# PROBLEM TO SOLVE
Write out each record again exactly as it stands.

[Items from a dataset]
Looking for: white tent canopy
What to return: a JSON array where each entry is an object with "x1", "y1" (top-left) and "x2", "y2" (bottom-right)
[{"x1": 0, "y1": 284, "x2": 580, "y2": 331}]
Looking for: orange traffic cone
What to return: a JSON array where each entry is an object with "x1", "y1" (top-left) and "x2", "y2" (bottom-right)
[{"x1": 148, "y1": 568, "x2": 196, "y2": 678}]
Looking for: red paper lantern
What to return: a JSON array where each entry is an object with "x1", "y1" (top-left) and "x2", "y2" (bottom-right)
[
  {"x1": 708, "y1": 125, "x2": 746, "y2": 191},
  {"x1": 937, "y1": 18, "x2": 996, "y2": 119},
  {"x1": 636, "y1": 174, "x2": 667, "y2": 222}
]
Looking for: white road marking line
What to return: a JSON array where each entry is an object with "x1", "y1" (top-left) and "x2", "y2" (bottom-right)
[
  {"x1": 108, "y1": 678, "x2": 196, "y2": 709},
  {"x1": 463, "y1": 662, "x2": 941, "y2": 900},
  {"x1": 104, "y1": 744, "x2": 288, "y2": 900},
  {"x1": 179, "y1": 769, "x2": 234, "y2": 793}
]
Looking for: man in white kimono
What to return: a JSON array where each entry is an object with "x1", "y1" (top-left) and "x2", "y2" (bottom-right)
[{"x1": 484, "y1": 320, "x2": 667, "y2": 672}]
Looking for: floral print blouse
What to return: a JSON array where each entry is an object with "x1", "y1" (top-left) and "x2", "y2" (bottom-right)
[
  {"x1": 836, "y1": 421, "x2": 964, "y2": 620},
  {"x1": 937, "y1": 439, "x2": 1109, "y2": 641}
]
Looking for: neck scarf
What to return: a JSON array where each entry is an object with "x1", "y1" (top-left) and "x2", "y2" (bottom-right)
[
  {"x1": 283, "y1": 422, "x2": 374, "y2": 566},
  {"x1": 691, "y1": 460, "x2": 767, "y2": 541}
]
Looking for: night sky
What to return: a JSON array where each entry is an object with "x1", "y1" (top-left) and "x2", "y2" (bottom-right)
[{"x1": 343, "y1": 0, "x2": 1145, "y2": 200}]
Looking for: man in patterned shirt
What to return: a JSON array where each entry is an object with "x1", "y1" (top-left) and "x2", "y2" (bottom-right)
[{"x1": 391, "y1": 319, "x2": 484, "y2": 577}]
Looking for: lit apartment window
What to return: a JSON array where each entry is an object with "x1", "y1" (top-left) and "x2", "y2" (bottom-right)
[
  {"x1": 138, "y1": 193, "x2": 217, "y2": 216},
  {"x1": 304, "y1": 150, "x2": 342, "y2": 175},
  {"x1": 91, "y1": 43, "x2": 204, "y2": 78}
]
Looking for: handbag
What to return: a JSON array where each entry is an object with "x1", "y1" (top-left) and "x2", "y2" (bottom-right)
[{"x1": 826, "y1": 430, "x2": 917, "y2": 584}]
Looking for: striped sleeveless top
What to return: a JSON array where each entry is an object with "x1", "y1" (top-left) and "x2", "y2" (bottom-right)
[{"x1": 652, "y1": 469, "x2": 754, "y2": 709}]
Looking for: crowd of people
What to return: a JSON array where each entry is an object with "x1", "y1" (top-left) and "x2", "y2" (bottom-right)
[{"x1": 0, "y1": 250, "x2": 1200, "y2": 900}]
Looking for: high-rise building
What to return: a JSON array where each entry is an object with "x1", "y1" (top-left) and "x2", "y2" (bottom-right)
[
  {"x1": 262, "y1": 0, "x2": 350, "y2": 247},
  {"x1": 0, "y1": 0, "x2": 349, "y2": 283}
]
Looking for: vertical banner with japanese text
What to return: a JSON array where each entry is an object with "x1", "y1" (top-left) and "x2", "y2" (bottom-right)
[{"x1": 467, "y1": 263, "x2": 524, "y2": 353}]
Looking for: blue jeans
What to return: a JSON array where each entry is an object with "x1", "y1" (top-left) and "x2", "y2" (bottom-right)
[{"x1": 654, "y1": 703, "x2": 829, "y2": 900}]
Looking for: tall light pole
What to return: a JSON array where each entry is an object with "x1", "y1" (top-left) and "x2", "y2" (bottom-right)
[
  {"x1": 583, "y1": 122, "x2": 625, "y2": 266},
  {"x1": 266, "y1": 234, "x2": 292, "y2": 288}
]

# WORKED ANSWER
Looking for: white tent canopy
What to return: a JSON array where each entry is an object with "x1", "y1" (top-left) and "x2", "y2" (bottom-right)
[{"x1": 0, "y1": 284, "x2": 580, "y2": 331}]
Looking for: orange traffic cone
What to return: a JSON array where each entry is an object with "x1", "y1" (top-left) and "x2", "y2" (bottom-right)
[{"x1": 148, "y1": 568, "x2": 196, "y2": 678}]
Looking for: red paper lantern
What to return: a JSON array where each entry is an object with "x1", "y1" (top-left) and "x2", "y2" (bottom-right)
[
  {"x1": 708, "y1": 125, "x2": 746, "y2": 191},
  {"x1": 937, "y1": 18, "x2": 996, "y2": 119},
  {"x1": 636, "y1": 174, "x2": 667, "y2": 222}
]
Looking for: white road marking line
What to return: a JSON array where each entry is an object with "x1", "y1" (top-left) and "x2", "y2" (bottom-right)
[
  {"x1": 108, "y1": 678, "x2": 196, "y2": 709},
  {"x1": 463, "y1": 662, "x2": 941, "y2": 900},
  {"x1": 104, "y1": 744, "x2": 288, "y2": 900},
  {"x1": 179, "y1": 769, "x2": 234, "y2": 793}
]
Looking for: man in white kimono
What to return: a JSON array where each entry is an object with "x1", "y1" (top-left) and "x2", "y2" (bottom-right)
[{"x1": 484, "y1": 320, "x2": 667, "y2": 672}]
Looking for: floral print blouse
What to return: a JSON array where each entry is an object with "x1", "y1" (top-left) and "x2", "y2" (bottom-right)
[
  {"x1": 836, "y1": 421, "x2": 964, "y2": 620},
  {"x1": 937, "y1": 439, "x2": 1109, "y2": 641}
]
Looking for: neck scarf
What to return: a JSON array where each entry is an object with "x1", "y1" (top-left) and "x2", "y2" (bottom-right)
[
  {"x1": 283, "y1": 422, "x2": 374, "y2": 566},
  {"x1": 691, "y1": 460, "x2": 767, "y2": 541}
]
Looking for: night sky
What to return: a JSON array where each entry is an object with "x1", "y1" (top-left) and "x2", "y2" (bottom-right)
[{"x1": 343, "y1": 0, "x2": 1145, "y2": 200}]
Looking for: man in patterned shirt
What to return: a JSON array where each entry is an object with "x1", "y1" (top-left) and "x2", "y2" (bottom-right)
[{"x1": 391, "y1": 319, "x2": 484, "y2": 577}]
Looking for: lit apartment window
What to return: a JSON array where each entry is an object with "x1", "y1" (top-left) and "x2", "y2" (bottom-right)
[
  {"x1": 138, "y1": 193, "x2": 217, "y2": 216},
  {"x1": 304, "y1": 150, "x2": 342, "y2": 175},
  {"x1": 91, "y1": 43, "x2": 204, "y2": 78}
]
Looking for: handbag
What to return: a JSON array where each entry is an object with "x1", "y1" (top-left) and "x2", "y2" (bottom-right)
[{"x1": 826, "y1": 430, "x2": 917, "y2": 584}]
Looking for: striped sleeveless top
What to return: a JSON array where each entry is an object with "x1", "y1" (top-left) and "x2", "y2" (bottom-right)
[{"x1": 652, "y1": 469, "x2": 754, "y2": 709}]
Looking for: crowd of people
What to return: a JSON array where each entry is an object with "x1", "y1" (top-left) and "x2", "y2" (bottom-right)
[{"x1": 0, "y1": 250, "x2": 1200, "y2": 900}]
Looking for: high-rise building
What to return: a JSON array where each entry is an object with "x1", "y1" (top-left) and "x2", "y2" (bottom-right)
[
  {"x1": 262, "y1": 0, "x2": 350, "y2": 247},
  {"x1": 0, "y1": 0, "x2": 349, "y2": 283}
]
Looking for: vertical banner with japanese text
What to return: a JSON array where each entry is an object with "x1", "y1" (top-left) and "x2", "y2" (bottom-right)
[{"x1": 467, "y1": 263, "x2": 524, "y2": 353}]
Looking for: blue jeans
What to return: a JSON array where each entry is an object with "x1", "y1" (top-left) and "x2", "y2" (bottom-right)
[{"x1": 654, "y1": 703, "x2": 829, "y2": 900}]
Looking for: tall light pole
What to return: a JSON array where each entry is an object with "x1", "y1" (top-left) and "x2", "y2" (bottom-right)
[
  {"x1": 583, "y1": 122, "x2": 625, "y2": 266},
  {"x1": 266, "y1": 234, "x2": 292, "y2": 288}
]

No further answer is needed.